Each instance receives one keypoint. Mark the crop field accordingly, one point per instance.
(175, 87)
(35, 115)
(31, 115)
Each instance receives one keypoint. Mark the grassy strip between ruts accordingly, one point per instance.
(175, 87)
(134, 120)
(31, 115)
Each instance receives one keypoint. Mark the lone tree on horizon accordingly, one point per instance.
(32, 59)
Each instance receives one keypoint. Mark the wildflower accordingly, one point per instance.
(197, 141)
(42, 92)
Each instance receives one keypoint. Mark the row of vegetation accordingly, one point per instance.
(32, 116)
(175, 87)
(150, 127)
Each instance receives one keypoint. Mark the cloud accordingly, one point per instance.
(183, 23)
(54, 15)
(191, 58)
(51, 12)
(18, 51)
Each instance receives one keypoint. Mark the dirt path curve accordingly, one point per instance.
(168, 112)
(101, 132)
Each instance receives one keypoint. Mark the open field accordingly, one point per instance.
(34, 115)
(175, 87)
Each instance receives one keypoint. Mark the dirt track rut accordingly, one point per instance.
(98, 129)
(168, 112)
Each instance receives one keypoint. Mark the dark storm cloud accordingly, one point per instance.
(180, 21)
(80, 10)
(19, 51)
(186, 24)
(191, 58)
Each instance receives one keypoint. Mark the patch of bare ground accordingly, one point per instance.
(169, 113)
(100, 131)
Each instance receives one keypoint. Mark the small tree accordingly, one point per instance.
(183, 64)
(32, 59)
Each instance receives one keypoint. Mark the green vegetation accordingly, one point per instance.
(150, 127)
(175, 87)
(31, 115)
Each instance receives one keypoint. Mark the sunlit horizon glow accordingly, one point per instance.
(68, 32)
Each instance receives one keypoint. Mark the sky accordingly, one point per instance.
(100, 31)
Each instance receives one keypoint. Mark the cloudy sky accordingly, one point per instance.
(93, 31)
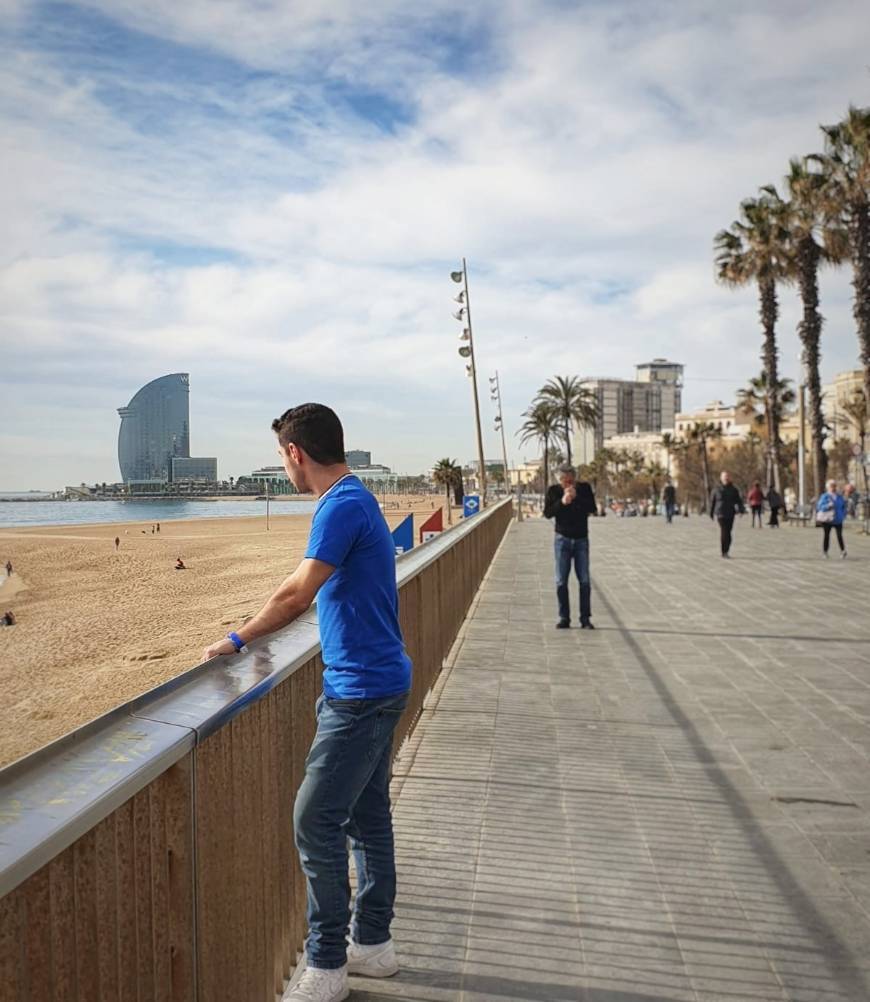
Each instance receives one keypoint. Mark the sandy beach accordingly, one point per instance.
(96, 627)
########################################
Set task
Shift every keypoint coordinate in the answers by -45, and rewrite all of the material from the line containing "Each instance receives one keypoint. Mark the dirt path" through its end, keeping the labeling lines as they are. Leave the pictures out.

Answer
Each instance receives one keypoint. Mark the dirt path curve accordingly, one point per instance.
(123, 67)
(56, 87)
Each instance receives one keypoint. Mark the open field accordingly, one point per instance.
(-11, 70)
(130, 42)
Each instance receives one keypoint. Mark the dirt track rut accordingly, one point per instance.
(53, 84)
(123, 67)
Each instance receives one keypoint. Mark the dark storm cloud accordingly, one point per instance.
(135, -24)
(35, -35)
(-26, 6)
(141, -21)
(146, 13)
Each instance receives one keypoint. Mark the patch of bare ground accordingly, one point per instance.
(124, 68)
(55, 86)
Each instance receives one keypoint. Mark the small tree accordingly, one point per instance.
(138, 19)
(-13, 14)
Each instance receives one keypoint. Mark the green vegetation accordingly, one point per instance.
(105, 82)
(130, 42)
(-14, 70)
Each instance receives one keypoint. Mark the sunlit horizon glow accordingly, one point per instance.
(23, -13)
Each instance receives one keypoint. Mark the sky accordingly, one point per instance.
(55, -14)
Each instance receives one keypoint. Mark the cloudy sky accordingly, one point per instance.
(48, -14)
Each instance receives one keypoint. Mark the sandy beach accordingly, one point per instance.
(51, 582)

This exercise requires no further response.